── Text ──
Falcon Motors has been seeing a tremendous increase in its sales, with almost 40 per cent average growth year-on-year since 2010. The number of variants has also increased. In the future, it is imperative for an organisation to focus on the youth market to sustain. The new management trainees will bring about radical improvements in the way things are run. This is clear from their approach in the first month of the programme. Hence, recruitment of trainees from business schools definitely makes sense.
According to us, Falcon Motors needs to ensure a better synergy between the three key stakeholders of the trainee programme: Trainees, senior managers, the falcon executive leadership council
Recommendations for Management Trainees
Emphasis should be laid on both ‘motivational’ and ‘hygiene’ factors for the programme’s success. Going by Herzberg’s two-factor theory, hygiene factors such as quality of supervision, physical working conditions, relationship with others, and so on, are important to bring about peace within an employee.
The following are the issues faced by trainees and our recommendations to resolve them:
Orientation and Defining Goals
Issue: Trainees lack clear understanding of Falcon’s expectations from them. They are new to the organisation and are finding it difficult to adjust to its environment.
Solution: Give trainees an overview of the organisation, introduce them to the every manager, and highlight his or her strengths. The trainees should understand the role managers play. Define goals, targets and expectations clearly, right at the beginning.
Avail Basic Resources
Issue: Trainees do not have a place to sit or store their belongings.
Solution: Ensure that basic needs (office space, connectivity, access to officials, stationery, and so on ) are available from Day One and trainees aren’t made to struggle for these basics.
Assign a Mentor
Issue: Trainees find it difficult to develop interactions with managers, which leads to conflicts.
Solution: Assign a manager as a ‘mentor/buddy’ to each trainee. This will ensure increased interactions.
───
── Supplied material ──
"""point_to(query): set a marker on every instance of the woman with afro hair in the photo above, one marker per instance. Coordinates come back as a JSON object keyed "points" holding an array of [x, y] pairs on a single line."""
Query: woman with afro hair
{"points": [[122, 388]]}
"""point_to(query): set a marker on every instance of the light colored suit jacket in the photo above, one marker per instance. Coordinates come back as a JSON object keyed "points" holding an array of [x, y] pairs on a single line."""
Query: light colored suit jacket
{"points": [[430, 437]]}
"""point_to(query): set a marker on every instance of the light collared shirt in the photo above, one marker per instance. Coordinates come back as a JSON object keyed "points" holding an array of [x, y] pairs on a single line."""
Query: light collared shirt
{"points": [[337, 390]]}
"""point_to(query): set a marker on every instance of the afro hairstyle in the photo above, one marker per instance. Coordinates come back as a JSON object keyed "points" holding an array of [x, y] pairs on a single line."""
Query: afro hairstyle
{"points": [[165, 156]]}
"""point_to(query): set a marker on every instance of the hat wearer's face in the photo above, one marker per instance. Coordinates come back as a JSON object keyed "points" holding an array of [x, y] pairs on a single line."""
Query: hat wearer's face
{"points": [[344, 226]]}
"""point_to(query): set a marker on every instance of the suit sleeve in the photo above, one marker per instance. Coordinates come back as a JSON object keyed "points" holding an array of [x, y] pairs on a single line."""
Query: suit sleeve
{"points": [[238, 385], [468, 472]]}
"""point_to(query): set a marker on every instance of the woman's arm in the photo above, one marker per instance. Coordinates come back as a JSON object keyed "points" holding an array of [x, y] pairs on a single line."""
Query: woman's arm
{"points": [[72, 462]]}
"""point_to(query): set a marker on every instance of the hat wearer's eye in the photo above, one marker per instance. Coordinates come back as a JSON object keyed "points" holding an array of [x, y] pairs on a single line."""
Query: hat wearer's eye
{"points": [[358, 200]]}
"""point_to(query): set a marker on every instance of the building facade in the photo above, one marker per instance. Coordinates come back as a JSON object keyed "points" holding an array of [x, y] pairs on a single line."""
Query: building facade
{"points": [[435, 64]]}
───
_List of tasks_
- A) In the Falcon Motors text, why should each trainee be assigned a mentor?
- B) Copy out the part of the entries that opens with the line containing "of the building" and runs through the end of the entries, including both ends.

_Solutions to the problems_
- A) Trainees find it difficult to develop interactions with managers, and this leads to conflicts. Assigning a manager as a mentor or buddy to each trainee would ensure increased interactions.

- B)
"""point_to(query): set a marker on every instance of the building facade in the photo above, one marker per instance. Coordinates come back as a JSON object keyed "points" holding an array of [x, y] pairs on a single line."""
Query: building facade
{"points": [[435, 64]]}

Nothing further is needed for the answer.